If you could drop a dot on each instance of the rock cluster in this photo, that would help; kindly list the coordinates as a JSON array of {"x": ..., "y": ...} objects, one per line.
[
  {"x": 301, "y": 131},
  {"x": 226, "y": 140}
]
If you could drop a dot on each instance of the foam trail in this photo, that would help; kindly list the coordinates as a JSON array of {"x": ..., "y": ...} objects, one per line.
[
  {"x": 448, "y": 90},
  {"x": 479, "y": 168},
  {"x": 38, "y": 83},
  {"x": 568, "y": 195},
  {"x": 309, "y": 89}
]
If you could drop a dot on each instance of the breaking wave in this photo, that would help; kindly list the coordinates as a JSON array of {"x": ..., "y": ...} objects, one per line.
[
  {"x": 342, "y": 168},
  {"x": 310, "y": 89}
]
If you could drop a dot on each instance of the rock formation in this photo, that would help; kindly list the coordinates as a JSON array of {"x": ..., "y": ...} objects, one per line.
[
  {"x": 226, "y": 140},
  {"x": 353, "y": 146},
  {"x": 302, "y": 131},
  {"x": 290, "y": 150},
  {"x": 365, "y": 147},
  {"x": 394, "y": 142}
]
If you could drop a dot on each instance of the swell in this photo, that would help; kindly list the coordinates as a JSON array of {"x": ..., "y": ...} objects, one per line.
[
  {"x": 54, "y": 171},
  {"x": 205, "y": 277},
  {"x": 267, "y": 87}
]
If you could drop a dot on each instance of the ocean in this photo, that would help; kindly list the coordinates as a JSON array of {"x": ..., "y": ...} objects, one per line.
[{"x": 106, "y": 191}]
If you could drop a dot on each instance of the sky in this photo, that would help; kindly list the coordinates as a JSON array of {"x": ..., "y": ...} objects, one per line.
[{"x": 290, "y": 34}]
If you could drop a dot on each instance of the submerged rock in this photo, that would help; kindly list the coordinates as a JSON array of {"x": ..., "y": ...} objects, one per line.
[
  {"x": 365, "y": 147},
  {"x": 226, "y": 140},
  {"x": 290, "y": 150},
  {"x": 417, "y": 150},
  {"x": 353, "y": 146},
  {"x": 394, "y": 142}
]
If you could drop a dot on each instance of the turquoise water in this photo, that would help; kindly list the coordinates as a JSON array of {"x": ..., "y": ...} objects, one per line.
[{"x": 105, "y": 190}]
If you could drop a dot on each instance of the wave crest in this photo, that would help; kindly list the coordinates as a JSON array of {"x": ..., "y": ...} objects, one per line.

What this task involves:
Rewrite the rows from the line with "of the ocean" through the end of the rows, changing "submerged rock" to "underwater rock" and leaving everything else as it is.

Output for this exercise:
If you could drop a dot on each instance of the ocean in this photo, that would help; kindly list the coordinates as a JSON array of {"x": ..., "y": ...} objects, one per line.
[{"x": 106, "y": 191}]
If you could drop a dot on each instance of the sky in this photo, that would help; kindly list the coordinates as a JSON array of {"x": ..., "y": ...} objects, one per line.
[{"x": 290, "y": 34}]
If you could drop a dot on each instance of the underwater rock in this photo, that would help; kindly list the coordinates as a JSON array of {"x": ..., "y": ...} objects, one per line.
[
  {"x": 365, "y": 147},
  {"x": 226, "y": 140},
  {"x": 290, "y": 150},
  {"x": 417, "y": 150},
  {"x": 353, "y": 146},
  {"x": 394, "y": 142}
]
If you could drop a dot on each instance of the turquoise water in this photo, that would help; kindly list the coordinates as a JSON array of {"x": ..., "y": ...} objects, one per line.
[{"x": 105, "y": 190}]
If you could drop a dot on each instance of the wave crest in this photo, that would help; kindly list the coordinates as a JSON array of {"x": ..., "y": ...} objects, one per line.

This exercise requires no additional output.